===== Data shown

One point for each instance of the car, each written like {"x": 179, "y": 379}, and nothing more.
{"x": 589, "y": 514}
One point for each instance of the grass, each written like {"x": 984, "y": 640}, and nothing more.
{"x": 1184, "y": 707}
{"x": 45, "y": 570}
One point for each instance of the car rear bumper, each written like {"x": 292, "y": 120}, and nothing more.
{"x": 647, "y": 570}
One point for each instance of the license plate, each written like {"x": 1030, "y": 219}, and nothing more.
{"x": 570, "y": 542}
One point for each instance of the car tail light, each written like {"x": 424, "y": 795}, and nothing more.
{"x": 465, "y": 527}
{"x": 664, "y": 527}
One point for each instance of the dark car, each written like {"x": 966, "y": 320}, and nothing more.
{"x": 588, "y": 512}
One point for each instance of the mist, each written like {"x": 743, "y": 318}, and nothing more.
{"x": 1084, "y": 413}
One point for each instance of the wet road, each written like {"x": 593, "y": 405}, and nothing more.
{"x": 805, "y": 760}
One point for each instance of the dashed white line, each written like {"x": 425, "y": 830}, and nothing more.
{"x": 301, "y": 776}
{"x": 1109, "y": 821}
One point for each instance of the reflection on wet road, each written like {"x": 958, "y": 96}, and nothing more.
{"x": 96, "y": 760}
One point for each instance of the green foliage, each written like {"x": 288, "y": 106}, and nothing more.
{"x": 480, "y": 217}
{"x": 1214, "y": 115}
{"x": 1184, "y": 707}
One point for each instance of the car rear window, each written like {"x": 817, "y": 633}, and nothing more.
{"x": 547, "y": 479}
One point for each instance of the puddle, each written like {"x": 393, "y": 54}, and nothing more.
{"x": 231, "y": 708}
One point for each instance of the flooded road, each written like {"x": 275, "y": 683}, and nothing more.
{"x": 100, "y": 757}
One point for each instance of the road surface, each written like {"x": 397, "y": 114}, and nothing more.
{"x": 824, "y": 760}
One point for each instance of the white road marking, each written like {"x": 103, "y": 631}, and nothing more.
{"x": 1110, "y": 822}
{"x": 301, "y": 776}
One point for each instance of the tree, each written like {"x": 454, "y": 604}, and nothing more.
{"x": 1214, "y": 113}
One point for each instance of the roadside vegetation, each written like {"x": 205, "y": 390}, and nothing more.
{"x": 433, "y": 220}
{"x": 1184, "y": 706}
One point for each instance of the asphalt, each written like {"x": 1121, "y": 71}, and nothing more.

==========

◆ Try it
A precise copy of the whole listing is the expected answer.

◆ Answer for the task
One point for each instance of the car, each written like {"x": 179, "y": 379}, and nothing more.
{"x": 589, "y": 514}
One point for each instance of the grass, each written like {"x": 984, "y": 640}, and nothing more.
{"x": 1184, "y": 707}
{"x": 45, "y": 570}
One point for each instance of the car rear bumper, each written like {"x": 292, "y": 120}, and nothing more.
{"x": 647, "y": 570}
One point for each instance of the license plate, each written like {"x": 1030, "y": 219}, and nothing more.
{"x": 570, "y": 542}
One point for each instance of the car tail light, each written like {"x": 424, "y": 795}, and nothing more.
{"x": 465, "y": 527}
{"x": 664, "y": 527}
One point for each instance of the dark car, each written like {"x": 966, "y": 320}, and nothing more.
{"x": 588, "y": 512}
One point for each instance of the mist, each written like {"x": 743, "y": 318}, and nothing more.
{"x": 1084, "y": 413}
One point for each instance of the wet road, each written like {"x": 593, "y": 405}, and nothing more.
{"x": 805, "y": 760}
One point for each instance of the dashed white line, each written like {"x": 425, "y": 830}, and nothing more.
{"x": 301, "y": 776}
{"x": 1109, "y": 821}
One point for each instance of the reflection on wet road, each written like {"x": 958, "y": 96}, and nothing more.
{"x": 96, "y": 760}
One point for each instance of the green foliage, each written like {"x": 288, "y": 106}, and nothing more.
{"x": 480, "y": 217}
{"x": 1214, "y": 115}
{"x": 1184, "y": 707}
One point for each instance of the car rear window, each written like {"x": 817, "y": 633}, and nothing more.
{"x": 547, "y": 479}
One point for each instance of the puddle, each written like {"x": 393, "y": 54}, and nothing more.
{"x": 231, "y": 708}
One point for each instance of the flooded road, each written like {"x": 275, "y": 683}, and nothing more.
{"x": 100, "y": 757}
One point for each instance of the road surface, each written like {"x": 397, "y": 114}, and nothing more.
{"x": 824, "y": 760}
One point for each instance of the white road marking, each written like {"x": 103, "y": 631}, and nothing more.
{"x": 1110, "y": 822}
{"x": 301, "y": 776}
One point for each instance of the tree, each written like {"x": 454, "y": 604}, and nothing more.
{"x": 1214, "y": 113}
One point for each instance of the roadside vegetation, each written like {"x": 205, "y": 390}, and nothing more.
{"x": 433, "y": 220}
{"x": 1184, "y": 706}
One point for each instance of the asphalt, each written like {"x": 1121, "y": 71}, and nothing more.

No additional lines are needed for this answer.